WORK TO BE COMPLETED: Please rewrite every line of the listing below, requests included, raising each point coordinate in the answers by 124.

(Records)
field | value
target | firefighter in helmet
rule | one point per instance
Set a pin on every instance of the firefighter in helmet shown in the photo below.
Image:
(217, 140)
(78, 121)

ANSWER:
field | value
target | firefighter in helmet
rule | one point per instance
Set a pin on every instance of the firefighter in helmet shown in the photo below.
Image:
(341, 264)
(202, 245)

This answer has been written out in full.